What the task asks: Write out, word for word, the line that contains "Each instance of the man wearing" and each line after it down to the last line of the data below. Include nothing more.
○ ○ ○ ○ ○ ○ ○
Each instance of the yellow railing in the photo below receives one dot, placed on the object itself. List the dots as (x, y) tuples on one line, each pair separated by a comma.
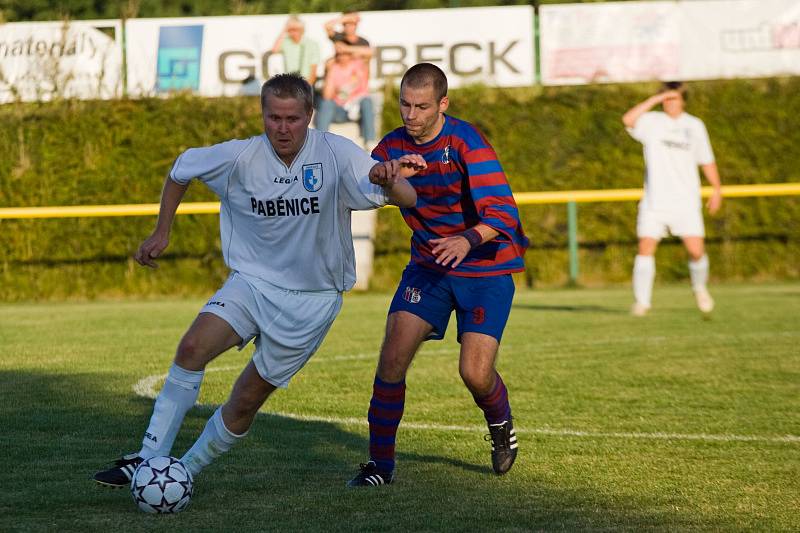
[(524, 198)]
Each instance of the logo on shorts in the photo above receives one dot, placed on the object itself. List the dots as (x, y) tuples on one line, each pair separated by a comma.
[(412, 295), (312, 177)]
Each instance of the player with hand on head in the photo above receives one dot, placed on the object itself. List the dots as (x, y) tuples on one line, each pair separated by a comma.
[(675, 143), (467, 240), (286, 198)]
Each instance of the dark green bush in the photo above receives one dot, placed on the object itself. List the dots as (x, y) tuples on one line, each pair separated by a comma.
[(75, 153)]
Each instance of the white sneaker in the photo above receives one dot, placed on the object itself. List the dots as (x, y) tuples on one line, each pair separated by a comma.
[(704, 301)]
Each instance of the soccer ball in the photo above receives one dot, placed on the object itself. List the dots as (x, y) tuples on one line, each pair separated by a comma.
[(161, 485)]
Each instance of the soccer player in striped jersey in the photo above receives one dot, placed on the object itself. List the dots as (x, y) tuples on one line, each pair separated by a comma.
[(467, 241)]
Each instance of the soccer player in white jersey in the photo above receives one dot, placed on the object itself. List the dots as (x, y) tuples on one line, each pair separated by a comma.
[(675, 143), (286, 198)]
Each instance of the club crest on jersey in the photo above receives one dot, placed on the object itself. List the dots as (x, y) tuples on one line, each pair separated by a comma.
[(312, 177), (412, 295), (446, 155)]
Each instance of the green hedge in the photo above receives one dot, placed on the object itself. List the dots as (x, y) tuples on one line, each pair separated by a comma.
[(72, 153)]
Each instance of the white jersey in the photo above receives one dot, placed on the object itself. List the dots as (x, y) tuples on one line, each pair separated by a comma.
[(287, 226), (673, 148)]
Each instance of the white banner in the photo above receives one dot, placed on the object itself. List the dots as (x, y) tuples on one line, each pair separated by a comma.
[(45, 60), (609, 42), (740, 38), (225, 56)]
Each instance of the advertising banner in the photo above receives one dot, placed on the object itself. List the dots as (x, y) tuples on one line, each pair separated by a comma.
[(740, 38), (46, 60), (225, 56), (687, 40), (609, 42)]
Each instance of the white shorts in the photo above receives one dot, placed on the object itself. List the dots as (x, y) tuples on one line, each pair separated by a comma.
[(677, 222), (288, 326)]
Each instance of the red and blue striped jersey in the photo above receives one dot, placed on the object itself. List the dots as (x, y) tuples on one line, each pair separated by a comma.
[(463, 185)]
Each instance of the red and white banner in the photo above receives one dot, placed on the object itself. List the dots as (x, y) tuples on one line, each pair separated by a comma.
[(46, 60), (641, 41), (740, 39)]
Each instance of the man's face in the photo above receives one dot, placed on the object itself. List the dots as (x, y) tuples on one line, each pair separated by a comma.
[(295, 32), (286, 124), (421, 112), (350, 23), (673, 106)]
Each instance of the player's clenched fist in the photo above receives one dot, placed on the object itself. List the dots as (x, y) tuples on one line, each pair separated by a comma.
[(386, 173), (150, 249)]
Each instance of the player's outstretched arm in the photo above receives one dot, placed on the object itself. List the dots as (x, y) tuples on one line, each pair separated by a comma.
[(452, 250), (156, 243), (392, 174), (633, 114)]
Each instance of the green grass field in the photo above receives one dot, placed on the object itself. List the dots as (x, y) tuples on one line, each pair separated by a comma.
[(664, 423)]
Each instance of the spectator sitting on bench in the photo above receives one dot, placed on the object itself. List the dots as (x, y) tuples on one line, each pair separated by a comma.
[(345, 95)]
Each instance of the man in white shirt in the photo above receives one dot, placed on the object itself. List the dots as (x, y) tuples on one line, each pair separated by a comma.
[(675, 143), (285, 203)]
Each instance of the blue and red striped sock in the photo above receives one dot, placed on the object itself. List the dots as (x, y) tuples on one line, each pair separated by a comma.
[(495, 406), (385, 412)]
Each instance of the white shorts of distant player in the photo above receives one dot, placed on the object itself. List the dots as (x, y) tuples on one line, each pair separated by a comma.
[(288, 326), (658, 224)]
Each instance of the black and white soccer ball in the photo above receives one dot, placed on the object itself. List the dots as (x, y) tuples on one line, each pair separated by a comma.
[(161, 485)]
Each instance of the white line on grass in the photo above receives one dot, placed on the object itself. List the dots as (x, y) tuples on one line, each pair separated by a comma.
[(146, 387)]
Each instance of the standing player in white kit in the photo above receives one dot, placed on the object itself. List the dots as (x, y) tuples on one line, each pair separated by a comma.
[(675, 143), (286, 198)]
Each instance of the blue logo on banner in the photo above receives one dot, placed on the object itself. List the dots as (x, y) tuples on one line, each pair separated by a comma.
[(312, 177), (179, 50)]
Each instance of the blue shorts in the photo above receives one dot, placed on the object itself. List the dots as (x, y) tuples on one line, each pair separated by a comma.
[(482, 305)]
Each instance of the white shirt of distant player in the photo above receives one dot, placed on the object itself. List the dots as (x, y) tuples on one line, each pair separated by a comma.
[(673, 149), (287, 226)]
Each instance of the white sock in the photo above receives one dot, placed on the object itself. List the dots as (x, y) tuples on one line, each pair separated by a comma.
[(698, 272), (176, 397), (215, 440), (644, 272)]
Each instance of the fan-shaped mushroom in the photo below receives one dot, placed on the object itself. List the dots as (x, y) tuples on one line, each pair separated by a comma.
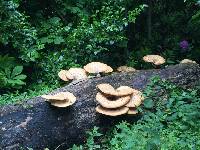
[(114, 103), (155, 59), (109, 90), (136, 99), (62, 75)]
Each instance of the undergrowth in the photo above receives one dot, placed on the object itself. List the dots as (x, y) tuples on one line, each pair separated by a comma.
[(171, 121)]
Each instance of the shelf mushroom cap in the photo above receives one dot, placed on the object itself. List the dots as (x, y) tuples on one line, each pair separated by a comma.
[(112, 112), (109, 90), (124, 90), (109, 69), (126, 69), (76, 74), (97, 67), (62, 99), (136, 99), (106, 103), (62, 75), (132, 111), (187, 61), (155, 59)]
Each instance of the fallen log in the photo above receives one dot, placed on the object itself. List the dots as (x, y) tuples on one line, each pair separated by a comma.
[(36, 124)]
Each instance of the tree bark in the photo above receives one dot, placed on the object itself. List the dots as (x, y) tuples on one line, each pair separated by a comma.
[(36, 124)]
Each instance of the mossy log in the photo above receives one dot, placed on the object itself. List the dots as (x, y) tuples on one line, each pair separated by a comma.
[(37, 125)]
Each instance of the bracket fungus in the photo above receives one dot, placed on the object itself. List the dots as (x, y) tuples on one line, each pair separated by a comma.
[(155, 59), (125, 69), (136, 99), (62, 99), (114, 102), (72, 74), (112, 112), (187, 61), (109, 90), (62, 75), (97, 68)]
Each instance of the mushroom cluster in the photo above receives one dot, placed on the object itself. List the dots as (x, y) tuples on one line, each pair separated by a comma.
[(62, 99), (114, 102)]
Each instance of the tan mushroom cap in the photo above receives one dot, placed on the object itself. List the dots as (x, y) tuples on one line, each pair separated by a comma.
[(118, 102), (112, 112), (109, 69), (109, 90), (125, 69), (124, 90), (132, 111), (155, 59), (97, 67), (187, 61), (136, 99), (62, 99), (76, 74), (62, 75)]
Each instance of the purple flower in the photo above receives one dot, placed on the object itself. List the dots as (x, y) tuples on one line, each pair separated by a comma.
[(184, 44)]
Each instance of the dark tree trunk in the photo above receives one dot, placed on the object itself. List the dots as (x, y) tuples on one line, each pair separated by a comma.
[(37, 125)]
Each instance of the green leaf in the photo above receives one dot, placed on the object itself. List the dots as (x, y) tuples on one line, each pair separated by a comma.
[(20, 77), (148, 103), (58, 40), (16, 71)]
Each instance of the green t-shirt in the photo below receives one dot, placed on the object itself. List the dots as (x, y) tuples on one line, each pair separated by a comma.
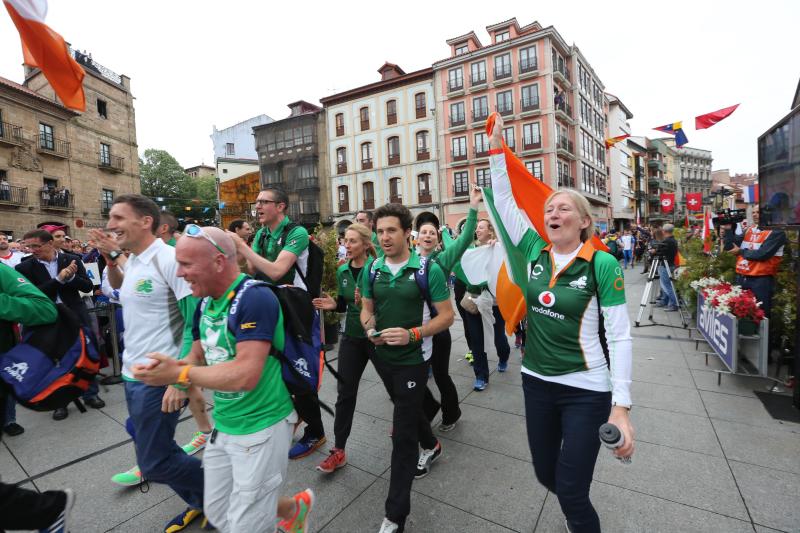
[(398, 303), (257, 317), (269, 244), (347, 284)]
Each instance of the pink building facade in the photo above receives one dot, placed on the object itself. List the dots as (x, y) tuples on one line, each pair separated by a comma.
[(552, 104)]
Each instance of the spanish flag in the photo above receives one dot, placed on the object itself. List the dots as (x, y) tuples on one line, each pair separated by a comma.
[(614, 140), (490, 264), (45, 49)]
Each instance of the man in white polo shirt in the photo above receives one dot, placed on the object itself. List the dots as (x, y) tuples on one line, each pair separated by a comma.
[(157, 308)]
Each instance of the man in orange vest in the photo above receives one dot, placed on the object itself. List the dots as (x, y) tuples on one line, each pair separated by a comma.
[(760, 252)]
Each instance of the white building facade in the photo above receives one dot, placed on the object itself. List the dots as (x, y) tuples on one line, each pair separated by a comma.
[(382, 145), (620, 165)]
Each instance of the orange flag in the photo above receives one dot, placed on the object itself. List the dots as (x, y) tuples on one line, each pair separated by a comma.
[(45, 49), (530, 195)]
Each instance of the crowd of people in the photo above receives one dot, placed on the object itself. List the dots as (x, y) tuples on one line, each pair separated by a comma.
[(197, 317)]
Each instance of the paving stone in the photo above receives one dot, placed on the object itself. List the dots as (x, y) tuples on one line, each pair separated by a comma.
[(626, 511), (667, 428), (685, 477), (771, 495)]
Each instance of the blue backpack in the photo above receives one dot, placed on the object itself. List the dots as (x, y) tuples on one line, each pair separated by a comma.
[(420, 277)]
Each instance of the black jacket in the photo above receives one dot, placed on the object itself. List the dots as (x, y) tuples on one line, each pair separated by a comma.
[(37, 274)]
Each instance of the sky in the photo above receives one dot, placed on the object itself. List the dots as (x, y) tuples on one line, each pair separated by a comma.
[(197, 64)]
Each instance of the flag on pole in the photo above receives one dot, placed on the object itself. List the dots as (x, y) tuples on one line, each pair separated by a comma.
[(45, 49), (708, 228), (750, 194), (667, 202), (694, 201), (709, 119), (614, 140), (676, 129)]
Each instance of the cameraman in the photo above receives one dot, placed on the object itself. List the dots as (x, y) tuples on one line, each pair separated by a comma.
[(668, 249), (759, 252)]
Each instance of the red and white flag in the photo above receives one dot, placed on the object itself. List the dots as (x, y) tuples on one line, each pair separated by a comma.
[(667, 202), (694, 201), (45, 49)]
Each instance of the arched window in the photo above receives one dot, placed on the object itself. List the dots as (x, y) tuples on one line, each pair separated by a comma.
[(341, 160), (366, 156), (344, 199), (396, 191), (393, 145), (423, 150)]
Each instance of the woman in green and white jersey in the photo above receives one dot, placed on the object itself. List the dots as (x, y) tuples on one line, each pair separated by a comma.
[(570, 387)]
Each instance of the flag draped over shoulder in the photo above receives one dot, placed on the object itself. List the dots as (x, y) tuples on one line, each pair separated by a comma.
[(676, 129), (45, 49), (709, 119), (490, 264)]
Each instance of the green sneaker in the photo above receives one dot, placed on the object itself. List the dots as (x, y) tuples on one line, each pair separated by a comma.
[(299, 522), (197, 443), (130, 478)]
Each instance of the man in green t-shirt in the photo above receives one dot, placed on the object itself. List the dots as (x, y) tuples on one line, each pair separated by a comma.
[(234, 330), (398, 320)]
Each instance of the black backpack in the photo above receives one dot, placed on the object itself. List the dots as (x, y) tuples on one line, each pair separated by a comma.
[(316, 260)]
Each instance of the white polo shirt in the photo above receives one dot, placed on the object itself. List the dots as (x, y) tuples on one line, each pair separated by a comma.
[(149, 296)]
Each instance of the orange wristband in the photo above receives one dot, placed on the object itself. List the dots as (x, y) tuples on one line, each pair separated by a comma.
[(183, 377)]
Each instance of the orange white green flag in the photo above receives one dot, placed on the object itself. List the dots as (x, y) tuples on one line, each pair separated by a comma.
[(45, 49)]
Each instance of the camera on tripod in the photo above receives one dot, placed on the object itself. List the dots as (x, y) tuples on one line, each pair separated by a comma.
[(729, 216)]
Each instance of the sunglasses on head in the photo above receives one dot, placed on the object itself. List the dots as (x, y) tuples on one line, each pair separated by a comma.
[(193, 230)]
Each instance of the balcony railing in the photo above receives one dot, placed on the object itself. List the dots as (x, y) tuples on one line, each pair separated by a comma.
[(53, 146), (10, 133), (529, 104), (478, 80), (111, 162), (53, 199), (457, 120), (11, 195), (460, 190), (481, 151), (502, 72), (455, 85), (506, 109), (528, 65), (458, 156), (480, 114)]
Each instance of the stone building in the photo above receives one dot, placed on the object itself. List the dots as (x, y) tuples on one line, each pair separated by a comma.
[(61, 166)]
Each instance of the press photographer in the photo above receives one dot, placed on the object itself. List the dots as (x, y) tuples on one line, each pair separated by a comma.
[(759, 252)]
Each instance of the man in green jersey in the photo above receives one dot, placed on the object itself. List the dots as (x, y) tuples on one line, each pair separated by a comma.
[(281, 257), (398, 320), (234, 330)]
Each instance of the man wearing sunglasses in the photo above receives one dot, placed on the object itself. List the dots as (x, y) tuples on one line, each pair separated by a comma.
[(281, 256), (157, 309)]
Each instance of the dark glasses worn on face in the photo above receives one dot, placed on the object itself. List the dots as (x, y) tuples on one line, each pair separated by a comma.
[(193, 230)]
○ ○ ○ ○ ○ ○ ○
Solution for this exercise:
Each instance of the man wearing sunglasses in the photo above receives one dot, placed on the object itself. List the dots as (x, y) tuples on one line, each pair separated by a comma.
[(281, 256), (157, 309)]
Each instance of the dark glasses worn on face in the photo above receives one dot, placed on the object itself. List the dots as (x, y) tuples on one line, each pair separated by a comma.
[(193, 230)]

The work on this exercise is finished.